Tugas ▸
Tulis ulang seluruh teks tentang budaya narsisisme di era digital tanpa mengubah satu huruf pun.

Situasi tersebut tak lain adalah munculnya pola baru tentang budaya narsisisme. Jejaring internet dan mesin peramban internet menjadikan orang mudah terjebak dalam kecongkakan intelektual. Iwan Pranoto (2019) menuliskan—jika Narcissus dalam mitologi menggilai ketampananannya sendiri, Narcissus di zaman digital ini menggilai pendapatnya sendiri. Tiap manusia dapat merasa lingkungannya selalu menyepakati pendapatnya, bahkan tiap individu secara tak sengaja mengonstruksi kebenaran versinya. Dengan bertambahnya hari, individu semakin bersikeras meyakini kebenaran pendapatnya sendiri dan sekaligus menganggap bahwa di luar itu salah dan tidak penting.
Di film dokumenter garapan Netflix, The Social Dilemma (2020) merekam bagaimana penelsuran secara mendalam akan bahaya yang dihadirkan teknologi dengan berbagai jenisnya. Di sana sederet ahli teori maupun praktisi memberikan gagasan dan pendapatnya atas segala kemungkinan pengaruh yang muncul dari media sosial. Mulai dari pengaruh media sosial yang memberikan efek perubahan perilaku, cara berpikir, hingga jati diri seseorang. Bahkan sampai bagaimana segala percakan dan interaksi terekam dan penyedia jaya layanan membuta model yang kemudian hari berguna untuk memprediksi tindakan seseorang.

Butir Tersedia ▸
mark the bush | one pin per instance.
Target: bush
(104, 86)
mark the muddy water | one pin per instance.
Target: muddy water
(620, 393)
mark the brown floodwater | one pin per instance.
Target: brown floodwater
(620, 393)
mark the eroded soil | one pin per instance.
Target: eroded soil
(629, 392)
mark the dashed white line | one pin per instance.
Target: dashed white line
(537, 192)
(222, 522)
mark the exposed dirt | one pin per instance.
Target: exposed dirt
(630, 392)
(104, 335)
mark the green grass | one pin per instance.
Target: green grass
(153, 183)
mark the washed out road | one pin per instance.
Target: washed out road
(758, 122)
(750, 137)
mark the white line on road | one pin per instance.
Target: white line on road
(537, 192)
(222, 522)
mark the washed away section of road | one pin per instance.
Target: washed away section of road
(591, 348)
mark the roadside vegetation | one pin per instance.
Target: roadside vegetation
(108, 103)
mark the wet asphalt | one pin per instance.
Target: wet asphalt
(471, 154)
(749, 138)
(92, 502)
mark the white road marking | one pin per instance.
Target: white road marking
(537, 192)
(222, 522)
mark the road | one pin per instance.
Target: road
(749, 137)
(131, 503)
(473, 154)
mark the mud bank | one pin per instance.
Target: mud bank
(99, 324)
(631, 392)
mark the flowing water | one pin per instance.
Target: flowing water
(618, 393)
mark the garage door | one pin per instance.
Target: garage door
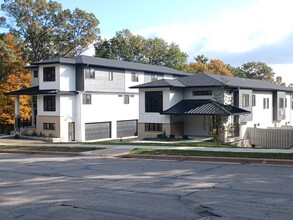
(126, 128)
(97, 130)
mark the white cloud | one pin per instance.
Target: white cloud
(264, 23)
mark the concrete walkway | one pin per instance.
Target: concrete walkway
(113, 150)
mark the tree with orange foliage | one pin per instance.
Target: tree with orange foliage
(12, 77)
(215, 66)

...

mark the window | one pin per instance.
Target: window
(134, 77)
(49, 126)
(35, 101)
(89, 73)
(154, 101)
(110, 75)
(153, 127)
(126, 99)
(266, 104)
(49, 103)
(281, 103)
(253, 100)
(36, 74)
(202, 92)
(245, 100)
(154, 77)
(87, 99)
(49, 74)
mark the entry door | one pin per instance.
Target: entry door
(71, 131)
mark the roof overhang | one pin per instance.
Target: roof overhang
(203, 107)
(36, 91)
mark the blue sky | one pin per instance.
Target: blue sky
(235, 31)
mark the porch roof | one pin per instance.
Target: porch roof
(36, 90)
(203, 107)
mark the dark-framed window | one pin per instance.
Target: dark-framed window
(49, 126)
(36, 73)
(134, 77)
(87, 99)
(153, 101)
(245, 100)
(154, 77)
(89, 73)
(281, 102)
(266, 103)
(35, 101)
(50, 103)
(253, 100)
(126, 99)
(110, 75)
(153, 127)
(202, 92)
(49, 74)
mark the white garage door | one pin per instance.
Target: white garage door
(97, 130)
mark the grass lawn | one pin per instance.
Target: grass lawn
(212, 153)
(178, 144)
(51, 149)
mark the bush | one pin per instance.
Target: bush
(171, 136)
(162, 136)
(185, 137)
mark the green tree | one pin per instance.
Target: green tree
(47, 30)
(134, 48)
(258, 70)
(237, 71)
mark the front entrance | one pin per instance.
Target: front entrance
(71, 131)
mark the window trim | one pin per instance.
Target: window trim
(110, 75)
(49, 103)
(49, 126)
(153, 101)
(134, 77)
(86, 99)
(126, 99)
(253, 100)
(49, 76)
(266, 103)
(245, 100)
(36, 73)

---

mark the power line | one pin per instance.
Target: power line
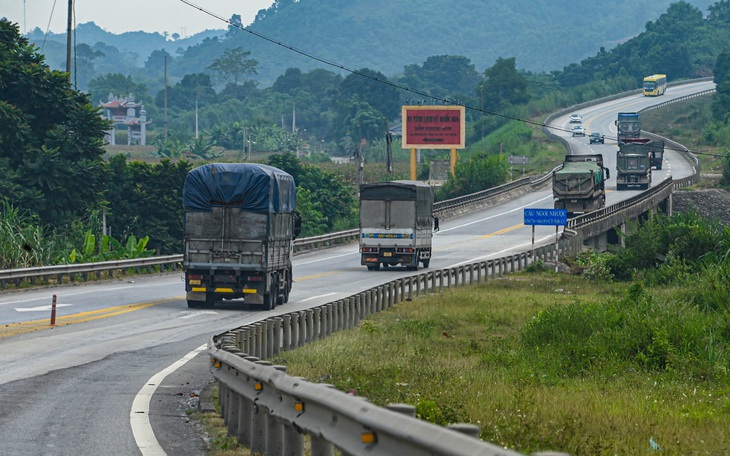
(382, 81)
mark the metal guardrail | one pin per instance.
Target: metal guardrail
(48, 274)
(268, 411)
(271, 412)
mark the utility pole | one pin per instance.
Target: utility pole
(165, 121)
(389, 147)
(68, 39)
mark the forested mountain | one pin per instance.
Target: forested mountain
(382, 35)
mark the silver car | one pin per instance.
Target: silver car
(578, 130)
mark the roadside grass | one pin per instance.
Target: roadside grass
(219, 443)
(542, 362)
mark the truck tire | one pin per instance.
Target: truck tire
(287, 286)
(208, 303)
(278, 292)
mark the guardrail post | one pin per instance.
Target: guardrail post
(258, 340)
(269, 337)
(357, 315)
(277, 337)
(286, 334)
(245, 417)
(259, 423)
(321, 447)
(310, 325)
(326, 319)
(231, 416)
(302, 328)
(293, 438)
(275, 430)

Soal Terjawab ▸
Situasi tersebut tak lain adalah munculnya pola baru tentang budaya narsisisme. Jejaring internet dan mesin peramban internet menjadikan orang mudah terjebak dalam kecongkakan intelektual. Iwan Pranoto (2019) menuliskan—jika Narcissus dalam mitologi menggilai ketampananannya sendiri, Narcissus di zaman digital ini menggilai pendapatnya sendiri. Tiap manusia dapat merasa lingkungannya selalu menyepakati pendapatnya, bahkan tiap individu secara tak sengaja mengonstruksi kebenaran versinya. Dengan bertambahnya hari, individu semakin bersikeras meyakini kebenaran pendapatnya sendiri dan sekaligus menganggap bahwa di luar itu salah dan tidak penting.
Di film dokumenter garapan Netflix, The Social Dilemma (2020) merekam bagaimana penelsuran secara mendalam akan bahaya yang dihadirkan teknologi dengan berbagai jenisnya. Di sana sederet ahli teori maupun praktisi memberikan gagasan dan pendapatnya atas segala kemungkinan pengaruh yang muncul dari media sosial. Mulai dari pengaruh media sosial yang memberikan efek perubahan perilaku, cara berpikir, hingga jati diri seseorang. Bahkan sampai bagaimana segala percakan dan interaksi terekam dan penyedia jaya layanan membuta model yang kemudian hari berguna untuk memprediksi tindakan seseorang.